Direction:
Please rewrite every line of the data from the line with "locate bare ground, a point per instance." through the end, leaving the pictures out. Multiply each coordinate in the answers by 0.85, round to whole numbers with halves going up, and keep all other lines unchanged.
** begin Dataset records **
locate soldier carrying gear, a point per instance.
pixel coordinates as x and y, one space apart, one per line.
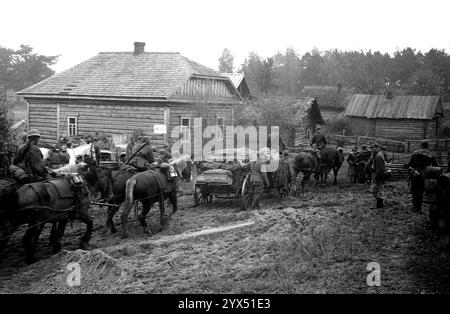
142 155
319 139
420 159
378 168
258 178
351 160
363 159
30 159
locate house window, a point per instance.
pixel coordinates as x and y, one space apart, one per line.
72 126
185 129
221 122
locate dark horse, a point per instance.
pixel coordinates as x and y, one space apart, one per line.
330 159
111 185
306 163
150 187
35 204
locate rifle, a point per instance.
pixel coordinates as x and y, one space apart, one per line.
131 157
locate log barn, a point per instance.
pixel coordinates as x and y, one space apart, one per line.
332 99
397 117
119 93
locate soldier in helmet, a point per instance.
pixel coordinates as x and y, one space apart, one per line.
420 159
319 139
142 154
378 169
30 159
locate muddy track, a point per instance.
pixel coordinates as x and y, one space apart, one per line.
321 242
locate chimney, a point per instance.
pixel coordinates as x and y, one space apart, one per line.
138 48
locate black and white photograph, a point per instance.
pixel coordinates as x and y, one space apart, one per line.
209 148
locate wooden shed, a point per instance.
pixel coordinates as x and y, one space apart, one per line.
332 99
119 93
399 117
307 117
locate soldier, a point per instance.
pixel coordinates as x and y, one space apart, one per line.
361 162
130 146
30 159
351 160
319 139
54 158
420 159
378 169
64 155
285 176
259 180
142 155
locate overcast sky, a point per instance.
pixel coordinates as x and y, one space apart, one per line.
200 29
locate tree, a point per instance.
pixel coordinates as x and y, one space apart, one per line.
226 62
22 68
287 73
259 73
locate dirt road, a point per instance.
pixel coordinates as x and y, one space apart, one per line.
320 243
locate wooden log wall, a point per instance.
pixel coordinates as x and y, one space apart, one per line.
401 129
42 117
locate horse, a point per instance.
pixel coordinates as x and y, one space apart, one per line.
111 185
306 163
35 204
330 159
147 187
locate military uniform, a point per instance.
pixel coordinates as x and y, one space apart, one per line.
362 161
258 178
30 159
284 177
143 155
420 159
377 189
351 160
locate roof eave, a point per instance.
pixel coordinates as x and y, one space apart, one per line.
119 98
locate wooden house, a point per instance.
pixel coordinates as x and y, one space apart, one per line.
307 117
332 99
240 83
119 93
399 117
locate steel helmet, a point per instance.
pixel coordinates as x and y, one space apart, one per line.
33 132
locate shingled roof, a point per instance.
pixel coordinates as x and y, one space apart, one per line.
149 75
399 107
328 96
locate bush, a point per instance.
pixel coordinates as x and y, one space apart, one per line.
339 126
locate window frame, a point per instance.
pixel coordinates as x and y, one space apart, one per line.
75 125
185 128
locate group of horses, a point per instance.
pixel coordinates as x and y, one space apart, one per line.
59 201
318 163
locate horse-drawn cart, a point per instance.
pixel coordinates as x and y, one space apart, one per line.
229 179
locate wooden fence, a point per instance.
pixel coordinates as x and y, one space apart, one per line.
407 146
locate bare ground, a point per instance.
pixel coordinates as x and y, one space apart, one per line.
319 243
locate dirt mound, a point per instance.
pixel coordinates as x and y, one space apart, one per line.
99 272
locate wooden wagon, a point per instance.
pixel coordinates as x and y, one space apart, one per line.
225 179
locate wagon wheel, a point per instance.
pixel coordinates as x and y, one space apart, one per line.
246 193
201 196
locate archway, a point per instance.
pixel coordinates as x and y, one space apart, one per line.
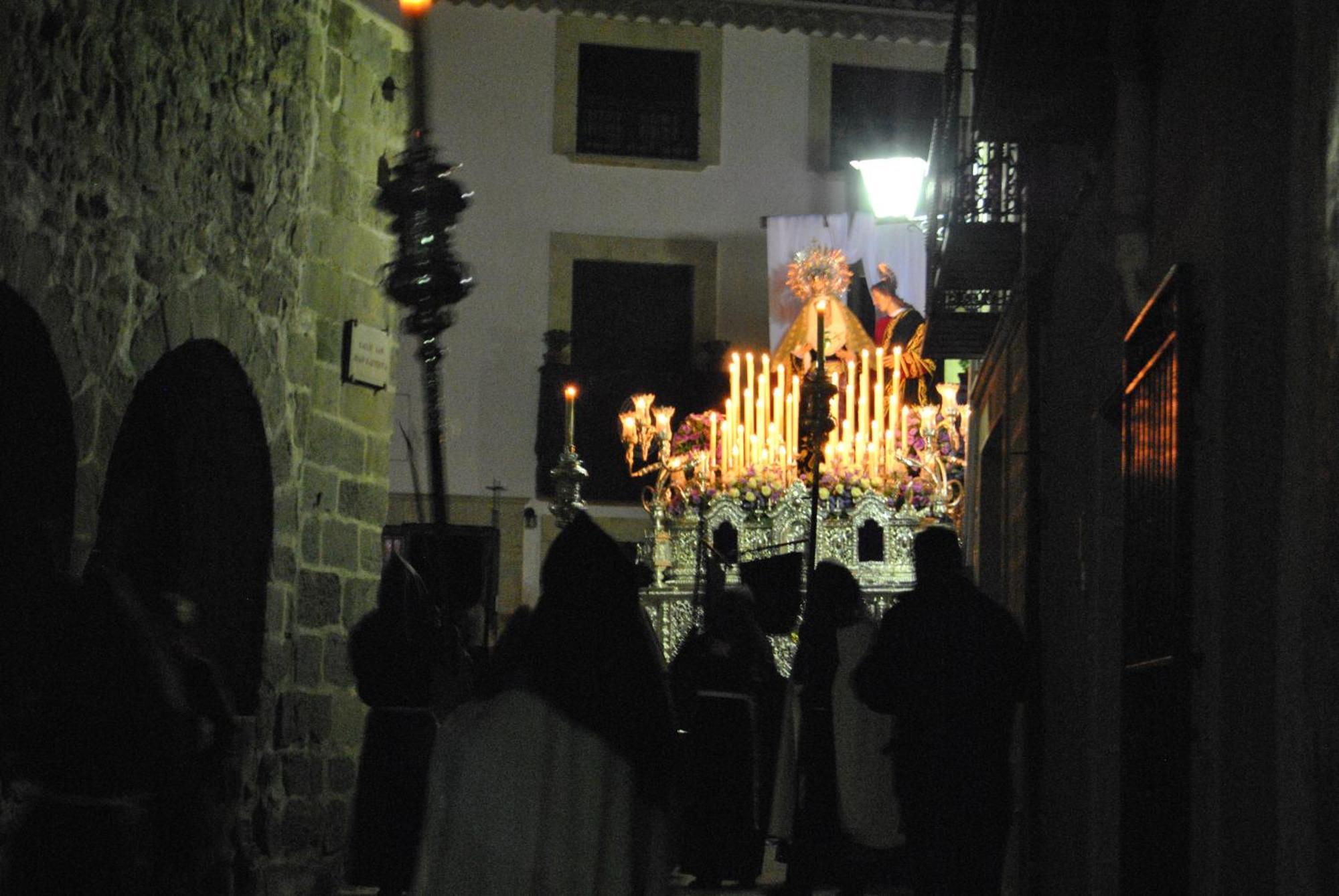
37 439
188 506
** end Dataset records **
Exercise result:
locate bare ground, a point per instance.
pixel coordinates as x and y, one space apart, one per line.
271 207
locate dirt mound, a point per instance.
pixel coordinates as x and y, one space apart, one per line.
84 231
locate wooden wagon, a point per instance.
pixel coordinates as x and y, one space apart, one per line.
191 152
locate wagon wheel, a point per instance.
pixel coordinates as x and y, one space apart, one per line.
209 164
171 167
locate archway, a point per instance.
pixel coordinates as x and y, one space apart, one per line.
31 373
160 430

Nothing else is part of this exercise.